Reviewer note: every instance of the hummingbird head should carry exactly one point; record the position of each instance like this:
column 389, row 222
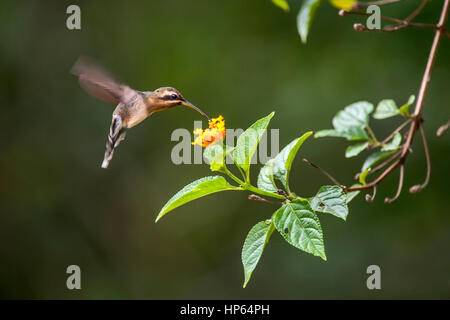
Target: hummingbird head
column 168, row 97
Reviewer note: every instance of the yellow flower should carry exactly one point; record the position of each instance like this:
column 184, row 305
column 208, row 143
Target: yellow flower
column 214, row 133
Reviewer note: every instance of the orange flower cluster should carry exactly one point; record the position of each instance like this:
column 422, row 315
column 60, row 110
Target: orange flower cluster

• • •

-- Your task --
Rewrite all of the items above, replacing "Reviewer note" with "Annotator note" and leaving everything else unchanged. Omit the pictures from your answer.

-- Finished exercise --
Annotator note: every instance of the hummingbird head should carry exactly one point; record the position of each instance like this:
column 389, row 222
Target: hummingbird head
column 168, row 97
Annotator note: every instance of the yellow flower should carry exactly one point; record the position of each instance like this:
column 184, row 305
column 208, row 143
Target: yellow flower
column 214, row 133
Annotator note: every instance of the orange flower cluster should carry exactly one point; record the position of each instance like this:
column 422, row 315
column 60, row 110
Target: orange flower cluster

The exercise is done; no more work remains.